Tasks to carry out:
1: In the technical Q&A, list each dimension label used in the einsum, along with what it stands for.
2: According to the technical Q&A, by what factor does grouped-query attention cut KV-cache memory?
3: Write out the passage of the technical Q&A that starts at "Why does residual" and ends at "a full re-encoding.".

Extracted text:

What is the subtract-max trick in softmax and why does it work?	Subtract the per-row maximum from logits before exponentiation. This keeps intermediate values finite without changing the output distribution, since the constant cancels in the denominator.
Why does grouped-query attention (GQA) reduce KV-cache memory?	GQA shares K and V projections across groups of query heads, reducing the number of KV heads from H to G (G << H). This cuts KV-cache memory by H/G without significant accuracy loss.
Write multi-head attention score computation as an einsum with labeled dimensions.	torch.einsum('bhqd,bhkd->bhqk', Q, K) * (1/sqrt(d_k)), where b=batch, h=head, q=query position, k=key position, d=head dimension.
What dtype does FP8 E4M3 use for the forward pass, and why?	E4M3 (4-bit exponent, 3-bit mantissa) for forward. The wider exponent range compared to E5M2 preserves more of the dynamic range needed for activations and weights.
What is the practical throughput gap between a naive PyTorch attention and a Triton kernel at sequence length 16K?	Typically 3-5x on an H100, driven by memory bandwidth: the naive version materializes the full N×N attention matrix in HBM, while a Triton kernel tiles and keeps it in SRAM.
Why does residual add matter architecturally despite consuming almost no FLOPs?	Residuals create gradient highways through the network — without them, gradients vanish in deep models. They also allow each layer to represent a small correction to the previous representation rather than a full re-encoding.
In the JHU humanoid control loop, what is the consequence of wasting 100µs in the attention kernel?	100µs less budget for the PD controller per step. At 50Hz, control steps are 20ms each; 100µs is 0.5% of the budget and compounds into measurably rougher trajectories over a long-horizon task.

Record list:

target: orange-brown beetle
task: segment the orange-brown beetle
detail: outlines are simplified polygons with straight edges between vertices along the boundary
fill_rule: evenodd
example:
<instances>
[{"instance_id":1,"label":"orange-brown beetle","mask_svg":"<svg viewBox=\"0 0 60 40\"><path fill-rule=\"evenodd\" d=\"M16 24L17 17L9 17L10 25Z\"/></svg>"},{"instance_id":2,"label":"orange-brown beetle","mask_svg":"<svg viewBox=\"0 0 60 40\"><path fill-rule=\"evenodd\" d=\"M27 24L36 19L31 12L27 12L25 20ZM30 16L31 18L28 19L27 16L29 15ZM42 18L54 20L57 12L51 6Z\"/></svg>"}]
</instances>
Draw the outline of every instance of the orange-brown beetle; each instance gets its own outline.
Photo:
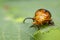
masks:
<instances>
[{"instance_id":1,"label":"orange-brown beetle","mask_svg":"<svg viewBox=\"0 0 60 40\"><path fill-rule=\"evenodd\" d=\"M51 13L46 9L38 9L33 18L25 18L23 22L25 22L26 19L32 19L33 25L36 25L38 29L40 29L41 25L54 25L51 19Z\"/></svg>"}]
</instances>

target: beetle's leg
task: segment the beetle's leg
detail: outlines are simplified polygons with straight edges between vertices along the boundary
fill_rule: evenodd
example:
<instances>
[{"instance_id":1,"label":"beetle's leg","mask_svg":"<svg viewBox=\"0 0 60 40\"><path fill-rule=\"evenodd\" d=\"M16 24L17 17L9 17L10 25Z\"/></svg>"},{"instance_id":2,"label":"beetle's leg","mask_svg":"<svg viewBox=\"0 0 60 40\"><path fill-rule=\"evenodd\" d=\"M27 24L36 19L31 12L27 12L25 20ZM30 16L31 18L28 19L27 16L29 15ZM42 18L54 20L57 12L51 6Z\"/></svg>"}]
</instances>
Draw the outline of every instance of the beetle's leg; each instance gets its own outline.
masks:
<instances>
[{"instance_id":1,"label":"beetle's leg","mask_svg":"<svg viewBox=\"0 0 60 40\"><path fill-rule=\"evenodd\" d=\"M54 25L54 22L52 20L49 21L49 25Z\"/></svg>"},{"instance_id":2,"label":"beetle's leg","mask_svg":"<svg viewBox=\"0 0 60 40\"><path fill-rule=\"evenodd\" d=\"M29 18L25 18L25 19L23 20L23 23L25 23L25 20L27 20L27 19L32 19L32 20L33 20L33 18L30 18L30 17L29 17Z\"/></svg>"}]
</instances>

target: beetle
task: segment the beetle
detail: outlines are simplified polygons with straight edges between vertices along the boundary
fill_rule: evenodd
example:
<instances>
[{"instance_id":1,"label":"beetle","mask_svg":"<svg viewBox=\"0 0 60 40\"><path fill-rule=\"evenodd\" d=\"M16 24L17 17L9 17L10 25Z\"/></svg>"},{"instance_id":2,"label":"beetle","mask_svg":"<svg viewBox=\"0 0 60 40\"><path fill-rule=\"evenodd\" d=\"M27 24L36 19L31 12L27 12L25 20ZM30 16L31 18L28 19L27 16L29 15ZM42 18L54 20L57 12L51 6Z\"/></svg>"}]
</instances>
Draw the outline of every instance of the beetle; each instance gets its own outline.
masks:
<instances>
[{"instance_id":1,"label":"beetle","mask_svg":"<svg viewBox=\"0 0 60 40\"><path fill-rule=\"evenodd\" d=\"M25 23L26 19L32 19L33 20L33 25L36 25L36 27L39 30L42 25L46 25L46 24L47 25L54 25L54 22L52 21L51 17L52 17L52 15L48 10L38 9L35 12L35 16L33 18L27 17L27 18L24 19L23 23Z\"/></svg>"}]
</instances>

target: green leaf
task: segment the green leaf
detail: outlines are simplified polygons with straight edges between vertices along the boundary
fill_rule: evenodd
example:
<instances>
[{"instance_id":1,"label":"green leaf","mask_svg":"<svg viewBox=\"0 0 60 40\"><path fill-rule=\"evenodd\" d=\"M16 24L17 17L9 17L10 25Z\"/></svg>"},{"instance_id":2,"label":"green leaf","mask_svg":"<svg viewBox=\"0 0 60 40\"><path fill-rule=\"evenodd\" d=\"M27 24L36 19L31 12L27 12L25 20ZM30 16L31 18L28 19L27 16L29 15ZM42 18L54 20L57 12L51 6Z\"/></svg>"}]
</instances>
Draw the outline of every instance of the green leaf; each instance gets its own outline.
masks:
<instances>
[{"instance_id":1,"label":"green leaf","mask_svg":"<svg viewBox=\"0 0 60 40\"><path fill-rule=\"evenodd\" d=\"M34 34L34 38L34 40L60 40L60 29L53 28L44 32L39 30Z\"/></svg>"}]
</instances>

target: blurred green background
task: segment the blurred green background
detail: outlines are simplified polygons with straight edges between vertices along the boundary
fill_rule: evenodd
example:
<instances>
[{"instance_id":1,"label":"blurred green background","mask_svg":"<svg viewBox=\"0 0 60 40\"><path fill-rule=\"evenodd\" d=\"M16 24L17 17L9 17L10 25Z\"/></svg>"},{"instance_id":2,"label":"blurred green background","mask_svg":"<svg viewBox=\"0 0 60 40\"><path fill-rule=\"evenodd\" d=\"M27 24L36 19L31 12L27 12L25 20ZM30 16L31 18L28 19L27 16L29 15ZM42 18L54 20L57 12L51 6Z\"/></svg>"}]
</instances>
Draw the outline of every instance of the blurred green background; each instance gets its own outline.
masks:
<instances>
[{"instance_id":1,"label":"blurred green background","mask_svg":"<svg viewBox=\"0 0 60 40\"><path fill-rule=\"evenodd\" d=\"M60 26L60 0L0 0L0 40L33 40L37 29L29 28L29 20L22 22L40 8L49 10L55 27Z\"/></svg>"}]
</instances>

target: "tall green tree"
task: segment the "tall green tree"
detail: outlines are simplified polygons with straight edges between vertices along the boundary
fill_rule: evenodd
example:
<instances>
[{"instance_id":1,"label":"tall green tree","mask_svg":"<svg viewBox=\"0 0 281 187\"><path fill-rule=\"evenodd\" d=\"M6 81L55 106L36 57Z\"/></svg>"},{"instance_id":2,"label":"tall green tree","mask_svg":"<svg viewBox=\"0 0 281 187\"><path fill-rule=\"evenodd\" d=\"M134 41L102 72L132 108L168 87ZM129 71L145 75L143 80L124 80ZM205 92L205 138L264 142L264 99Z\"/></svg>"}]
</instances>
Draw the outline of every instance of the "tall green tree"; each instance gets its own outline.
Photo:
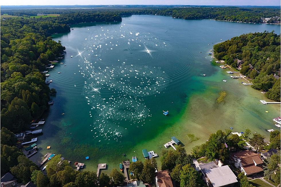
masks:
<instances>
[{"instance_id":1,"label":"tall green tree","mask_svg":"<svg viewBox=\"0 0 281 187\"><path fill-rule=\"evenodd\" d=\"M123 184L126 179L123 174L116 168L112 169L109 176L111 185L114 186Z\"/></svg>"}]
</instances>

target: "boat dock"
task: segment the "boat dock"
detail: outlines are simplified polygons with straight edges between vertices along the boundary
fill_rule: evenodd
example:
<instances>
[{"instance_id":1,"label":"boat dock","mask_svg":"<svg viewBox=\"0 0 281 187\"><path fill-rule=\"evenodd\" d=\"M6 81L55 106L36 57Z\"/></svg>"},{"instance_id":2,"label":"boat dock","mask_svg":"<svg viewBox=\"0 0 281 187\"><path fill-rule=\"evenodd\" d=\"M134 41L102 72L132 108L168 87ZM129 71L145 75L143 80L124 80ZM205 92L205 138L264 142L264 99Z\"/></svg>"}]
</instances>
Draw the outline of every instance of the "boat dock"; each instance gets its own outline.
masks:
<instances>
[{"instance_id":1,"label":"boat dock","mask_svg":"<svg viewBox=\"0 0 281 187\"><path fill-rule=\"evenodd\" d=\"M244 85L253 85L253 84L252 84L251 83L249 83L249 84L247 84L247 83L245 83L245 82L242 82L242 83Z\"/></svg>"},{"instance_id":2,"label":"boat dock","mask_svg":"<svg viewBox=\"0 0 281 187\"><path fill-rule=\"evenodd\" d=\"M39 166L39 167L41 167L42 165L44 164L48 160L48 158L49 158L49 157L52 154L52 153L47 153L47 154L45 155L44 156L44 157L45 158L44 160L42 160L42 162L40 164L38 164L38 166Z\"/></svg>"},{"instance_id":3,"label":"boat dock","mask_svg":"<svg viewBox=\"0 0 281 187\"><path fill-rule=\"evenodd\" d=\"M26 142L24 142L23 143L22 143L22 145L25 145L26 144L28 144L28 143L33 143L33 142L35 142L37 141L37 138L32 138L31 139L31 141L27 141Z\"/></svg>"},{"instance_id":4,"label":"boat dock","mask_svg":"<svg viewBox=\"0 0 281 187\"><path fill-rule=\"evenodd\" d=\"M234 72L227 71L226 72L228 73L228 74L233 74L235 73L240 73L240 71L234 71Z\"/></svg>"},{"instance_id":5,"label":"boat dock","mask_svg":"<svg viewBox=\"0 0 281 187\"><path fill-rule=\"evenodd\" d=\"M105 169L106 168L106 163L99 164L97 165L97 179L99 178L99 171L100 170Z\"/></svg>"},{"instance_id":6,"label":"boat dock","mask_svg":"<svg viewBox=\"0 0 281 187\"><path fill-rule=\"evenodd\" d=\"M173 140L172 140L171 141L169 141L167 143L164 144L164 146L165 146L165 147L166 147L166 148L168 148L168 147L169 146L171 146L172 147L173 147L173 149L175 149L175 150L176 150L177 149L176 149L176 148L175 147L175 146L173 145L173 144L174 143L175 143L173 141Z\"/></svg>"},{"instance_id":7,"label":"boat dock","mask_svg":"<svg viewBox=\"0 0 281 187\"><path fill-rule=\"evenodd\" d=\"M264 105L266 105L266 104L281 104L281 102L267 102L265 101L263 101L262 100L260 100L259 101L260 101L261 103L262 103Z\"/></svg>"},{"instance_id":8,"label":"boat dock","mask_svg":"<svg viewBox=\"0 0 281 187\"><path fill-rule=\"evenodd\" d=\"M128 181L129 180L130 176L128 175L128 173L127 171L127 169L128 169L129 167L130 166L130 161L123 161L122 162L123 165L124 166L124 174L125 175L125 177L126 177L126 180Z\"/></svg>"},{"instance_id":9,"label":"boat dock","mask_svg":"<svg viewBox=\"0 0 281 187\"><path fill-rule=\"evenodd\" d=\"M43 125L43 124L44 124L44 123L45 123L45 121L39 121L39 122L38 122L37 123L32 123L31 125Z\"/></svg>"},{"instance_id":10,"label":"boat dock","mask_svg":"<svg viewBox=\"0 0 281 187\"><path fill-rule=\"evenodd\" d=\"M30 132L29 133L27 133L26 134L39 134L39 133L41 133L42 132L42 129L38 129L38 130L37 130L35 131L33 131L32 132Z\"/></svg>"},{"instance_id":11,"label":"boat dock","mask_svg":"<svg viewBox=\"0 0 281 187\"><path fill-rule=\"evenodd\" d=\"M232 75L230 75L229 76L232 78L243 78L243 77L241 76L232 76Z\"/></svg>"}]
</instances>

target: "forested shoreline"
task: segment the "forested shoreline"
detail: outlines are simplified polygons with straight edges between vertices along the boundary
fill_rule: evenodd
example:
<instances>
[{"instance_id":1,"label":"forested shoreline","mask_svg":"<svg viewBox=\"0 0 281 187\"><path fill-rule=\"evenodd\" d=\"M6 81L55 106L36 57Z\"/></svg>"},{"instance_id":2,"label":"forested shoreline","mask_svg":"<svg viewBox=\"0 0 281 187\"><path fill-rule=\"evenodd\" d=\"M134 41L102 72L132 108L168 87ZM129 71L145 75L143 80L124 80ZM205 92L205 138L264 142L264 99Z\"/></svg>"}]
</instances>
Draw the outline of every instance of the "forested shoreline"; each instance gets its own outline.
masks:
<instances>
[{"instance_id":1,"label":"forested shoreline","mask_svg":"<svg viewBox=\"0 0 281 187\"><path fill-rule=\"evenodd\" d=\"M186 7L175 8L149 7L140 8L97 7L89 9L3 10L1 13L18 16L27 15L32 17L38 14L87 13L89 12L111 12L120 16L128 16L133 14L157 14L185 19L214 19L218 20L255 23L264 23L265 21L269 23L277 22L280 23L280 8L235 7ZM262 18L265 17L271 19L265 21Z\"/></svg>"},{"instance_id":2,"label":"forested shoreline","mask_svg":"<svg viewBox=\"0 0 281 187\"><path fill-rule=\"evenodd\" d=\"M240 72L252 79L252 87L280 101L280 79L275 77L280 75L280 35L274 31L250 33L214 45L214 52L234 68L237 59L242 60Z\"/></svg>"}]
</instances>

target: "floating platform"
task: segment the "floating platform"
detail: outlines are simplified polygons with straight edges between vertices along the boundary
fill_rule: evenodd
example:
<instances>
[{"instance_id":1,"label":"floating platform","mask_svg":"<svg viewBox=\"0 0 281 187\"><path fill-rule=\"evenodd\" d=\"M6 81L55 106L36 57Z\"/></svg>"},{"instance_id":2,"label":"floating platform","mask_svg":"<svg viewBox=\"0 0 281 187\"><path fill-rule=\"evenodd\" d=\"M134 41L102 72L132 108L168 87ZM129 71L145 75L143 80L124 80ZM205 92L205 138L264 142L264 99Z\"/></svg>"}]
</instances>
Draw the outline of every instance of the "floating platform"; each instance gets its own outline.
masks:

Outputs in order:
1:
b: batch
h: head
q: query position
k: key position
d: head dimension

2: By H/G.

3:
Why does residual add matter architecturally despite consuming almost no FLOPs?	Residuals create gradient highways through the network — without them, gradients vanish in deep models. They also allow each layer to represent a small correction to the previous representation rather than a full re-encoding.